(Dataset excerpt)
☆ ☆ ☆

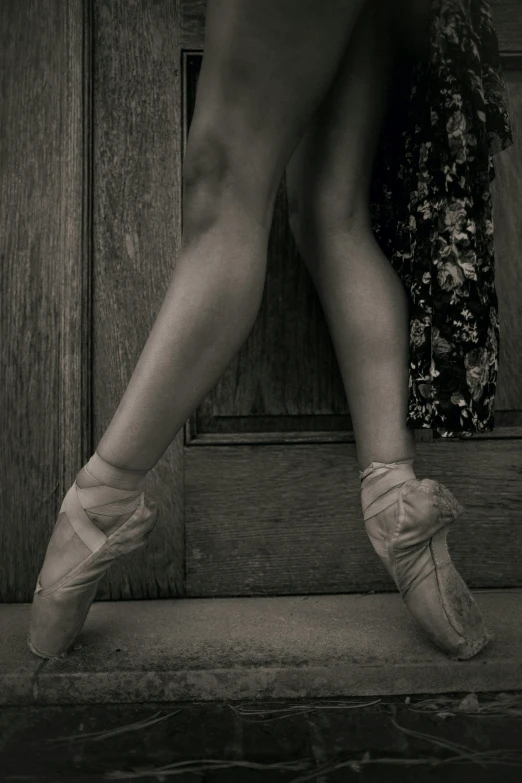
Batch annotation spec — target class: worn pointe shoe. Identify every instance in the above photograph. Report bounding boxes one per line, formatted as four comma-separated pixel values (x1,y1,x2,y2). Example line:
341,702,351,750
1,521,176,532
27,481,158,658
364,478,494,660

☆ ☆ ☆

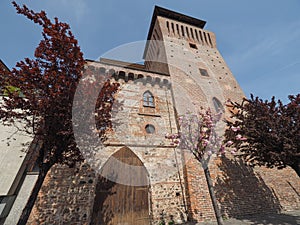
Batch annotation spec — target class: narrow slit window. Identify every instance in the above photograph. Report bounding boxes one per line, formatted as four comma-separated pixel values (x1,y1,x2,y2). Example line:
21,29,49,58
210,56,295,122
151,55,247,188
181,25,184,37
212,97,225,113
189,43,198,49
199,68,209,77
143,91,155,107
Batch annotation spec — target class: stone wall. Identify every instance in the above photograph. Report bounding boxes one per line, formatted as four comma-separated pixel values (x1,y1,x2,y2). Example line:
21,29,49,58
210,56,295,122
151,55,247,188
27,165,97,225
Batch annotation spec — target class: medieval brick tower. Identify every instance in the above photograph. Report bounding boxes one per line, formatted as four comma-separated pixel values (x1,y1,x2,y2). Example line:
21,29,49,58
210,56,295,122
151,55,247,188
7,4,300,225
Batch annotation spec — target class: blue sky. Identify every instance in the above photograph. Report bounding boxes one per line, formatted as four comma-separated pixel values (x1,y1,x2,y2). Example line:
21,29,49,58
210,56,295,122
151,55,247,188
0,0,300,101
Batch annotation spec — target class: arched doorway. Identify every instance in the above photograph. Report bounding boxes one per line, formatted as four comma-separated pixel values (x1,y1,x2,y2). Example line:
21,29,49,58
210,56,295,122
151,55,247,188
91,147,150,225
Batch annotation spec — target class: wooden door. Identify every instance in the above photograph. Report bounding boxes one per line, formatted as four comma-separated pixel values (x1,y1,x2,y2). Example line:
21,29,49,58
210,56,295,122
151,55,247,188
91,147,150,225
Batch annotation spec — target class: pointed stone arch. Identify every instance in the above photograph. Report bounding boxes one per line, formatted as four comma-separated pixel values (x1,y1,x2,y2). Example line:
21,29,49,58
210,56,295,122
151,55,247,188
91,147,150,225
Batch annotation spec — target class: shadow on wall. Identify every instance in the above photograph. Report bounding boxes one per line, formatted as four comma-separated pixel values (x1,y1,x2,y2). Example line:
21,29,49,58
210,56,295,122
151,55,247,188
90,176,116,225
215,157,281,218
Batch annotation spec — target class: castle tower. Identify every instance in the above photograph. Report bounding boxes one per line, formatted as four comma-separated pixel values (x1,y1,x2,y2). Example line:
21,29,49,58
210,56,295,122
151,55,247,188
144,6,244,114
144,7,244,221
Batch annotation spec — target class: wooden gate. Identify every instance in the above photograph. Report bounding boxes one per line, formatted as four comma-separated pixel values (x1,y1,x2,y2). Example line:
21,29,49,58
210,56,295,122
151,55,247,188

☆ ☆ ☆

Turn everything from the line containing "Batch annotation spec — target class: narrow" through the line containing "143,91,155,107", both included, into a numbered list, skipping any blank lines.

1. Batch annotation spec — target class: narrow slit window. Identify every instance in the above photograph. Report bounding boxes one per line, formatted as four comma-separated pixel values (x1,y1,x2,y2). Example line:
2. 21,29,49,58
3. 210,56,295,122
4. 151,55,247,188
5. 181,25,184,37
6. 212,97,225,113
7. 189,43,198,49
8. 199,68,209,77
9. 143,91,155,107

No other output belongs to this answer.